▶ _TASK ITEM A_
Using the documentation, answer each of these:
(i) Which argument is required when the data is not already an ordered factor?
(ii) What does the default level namer do with the original levels?
(iii) Which function is listed as the unsupervised version?
▶ _TASK ITEM B_
Rewrite the stretch of the documentation from "- outcome_mode" through "this function wraps.", putting "procedure" in place of "algorithm".

▶ _SOURCE EXTRACT_
Lumps the levels of an ordered categorical variable, combining only adjacent
levels, so as to preserve as much mutual information as possible with a
supplied outcome. The outcome may be discrete (a factor) or continuous
(numeric); see vignette("supervised") for the distinction.
Usage
lump_ordinal_supervised(
data,
outcome,
threshold,
levels = NULL,
verbose = FALSE,
level_namer = default_level_namer,
outcome_mode = c("auto", "discrete", "continuous")
)Arguments
- data
Factor or character vector of the categorical data.
- outcome
Vector to be used as a source of information about
data.- threshold
The minimum number of samples each lumped level should contain.
- levels
Character vector specifying the strict ordinal hierarchy of the levels (from lowest to highest). Required if
datais not already an ordered factor.- verbose
Logical value dictating if values should be printed. Default:
FALSE.- level_namer
Function that takes a character vector of the original levels in a lump and returns the name of the new lumped level. Default: concatenating the original levels with a "+" in between.
- outcome_mode
Whether to treat the outcome as discrete or continuous. Default: inferred based on the type of
outcome.
See also
maximum_mutual_information_ordinal_supervised() for the underlying algorithm that this function wraps.
lump_ordinal() for the unsupervised version of this function.
Examples
# Discrete outcomes:
data <- c("Low", "Medium", "Low", "High", "Medium",
"Medium", "High", "High", "Low", "High")

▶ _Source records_
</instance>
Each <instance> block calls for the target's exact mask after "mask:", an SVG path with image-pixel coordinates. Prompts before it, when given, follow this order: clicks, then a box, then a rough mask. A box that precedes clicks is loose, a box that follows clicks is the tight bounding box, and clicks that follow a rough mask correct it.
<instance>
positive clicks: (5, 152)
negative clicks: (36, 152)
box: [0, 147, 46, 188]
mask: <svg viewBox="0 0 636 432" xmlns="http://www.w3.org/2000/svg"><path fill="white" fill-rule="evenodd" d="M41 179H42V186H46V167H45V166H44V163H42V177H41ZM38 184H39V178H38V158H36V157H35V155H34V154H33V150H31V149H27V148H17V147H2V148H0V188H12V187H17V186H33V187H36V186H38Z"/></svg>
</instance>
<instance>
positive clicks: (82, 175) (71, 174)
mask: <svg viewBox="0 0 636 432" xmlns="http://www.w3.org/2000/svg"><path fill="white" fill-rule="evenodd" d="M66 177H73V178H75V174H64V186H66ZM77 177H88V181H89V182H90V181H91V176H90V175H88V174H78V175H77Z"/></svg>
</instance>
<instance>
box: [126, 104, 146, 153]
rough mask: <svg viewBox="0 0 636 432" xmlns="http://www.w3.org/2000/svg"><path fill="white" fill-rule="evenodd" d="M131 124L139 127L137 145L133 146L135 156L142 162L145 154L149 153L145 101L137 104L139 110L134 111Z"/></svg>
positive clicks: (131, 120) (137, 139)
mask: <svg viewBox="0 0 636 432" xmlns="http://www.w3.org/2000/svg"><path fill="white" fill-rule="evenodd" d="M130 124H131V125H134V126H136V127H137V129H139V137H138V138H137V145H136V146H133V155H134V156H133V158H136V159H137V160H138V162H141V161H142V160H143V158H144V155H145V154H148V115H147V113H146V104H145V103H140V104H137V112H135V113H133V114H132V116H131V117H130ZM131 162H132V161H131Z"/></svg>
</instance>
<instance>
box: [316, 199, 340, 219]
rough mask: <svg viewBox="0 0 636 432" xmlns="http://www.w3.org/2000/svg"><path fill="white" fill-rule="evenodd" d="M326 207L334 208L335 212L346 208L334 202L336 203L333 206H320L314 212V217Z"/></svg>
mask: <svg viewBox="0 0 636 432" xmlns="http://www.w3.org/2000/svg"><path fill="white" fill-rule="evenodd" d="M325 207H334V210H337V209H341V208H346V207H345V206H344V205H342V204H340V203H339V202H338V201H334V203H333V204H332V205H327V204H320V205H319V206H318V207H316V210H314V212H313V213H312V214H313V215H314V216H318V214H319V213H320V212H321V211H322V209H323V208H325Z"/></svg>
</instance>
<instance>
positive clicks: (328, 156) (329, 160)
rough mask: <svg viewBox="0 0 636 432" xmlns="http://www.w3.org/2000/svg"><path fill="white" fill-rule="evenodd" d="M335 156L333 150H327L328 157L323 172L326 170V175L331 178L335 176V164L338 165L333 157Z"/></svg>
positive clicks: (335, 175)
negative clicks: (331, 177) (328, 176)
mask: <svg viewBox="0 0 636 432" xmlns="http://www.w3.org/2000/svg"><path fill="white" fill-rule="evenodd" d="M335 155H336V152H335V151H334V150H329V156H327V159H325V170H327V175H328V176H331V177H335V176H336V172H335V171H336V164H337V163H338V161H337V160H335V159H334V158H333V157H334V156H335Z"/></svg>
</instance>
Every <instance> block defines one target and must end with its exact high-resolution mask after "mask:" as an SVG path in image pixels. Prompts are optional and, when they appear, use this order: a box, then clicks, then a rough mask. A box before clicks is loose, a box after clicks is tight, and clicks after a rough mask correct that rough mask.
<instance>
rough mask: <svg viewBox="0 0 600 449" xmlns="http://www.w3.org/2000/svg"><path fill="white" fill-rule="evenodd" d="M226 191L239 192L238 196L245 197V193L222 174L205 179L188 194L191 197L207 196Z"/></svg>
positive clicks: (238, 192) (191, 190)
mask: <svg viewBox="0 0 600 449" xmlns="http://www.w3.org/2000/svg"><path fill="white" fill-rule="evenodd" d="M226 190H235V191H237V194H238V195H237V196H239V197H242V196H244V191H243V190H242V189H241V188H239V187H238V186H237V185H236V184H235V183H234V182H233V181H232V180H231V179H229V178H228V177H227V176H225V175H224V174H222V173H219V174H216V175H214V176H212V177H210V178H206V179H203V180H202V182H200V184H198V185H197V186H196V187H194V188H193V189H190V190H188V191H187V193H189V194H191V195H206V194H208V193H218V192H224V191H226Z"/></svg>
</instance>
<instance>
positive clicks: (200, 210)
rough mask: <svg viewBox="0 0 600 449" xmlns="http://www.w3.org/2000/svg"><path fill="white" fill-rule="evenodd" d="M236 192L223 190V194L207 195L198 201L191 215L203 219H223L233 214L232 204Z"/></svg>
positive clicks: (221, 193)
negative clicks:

▶ _EXPECTED ANSWER A_
(i) levels
(ii) It concatenates them with a "+" in between.
(iii) lump_ordinal()

▶ _EXPECTED ANSWER B_
- outcome_mode
Whether to treat the outcome as discrete or continuous. Default: inferred based on the type of
outcome.
See also
maximum_mutual_information_ordinal_supervised() for the underlying procedure that this function wraps.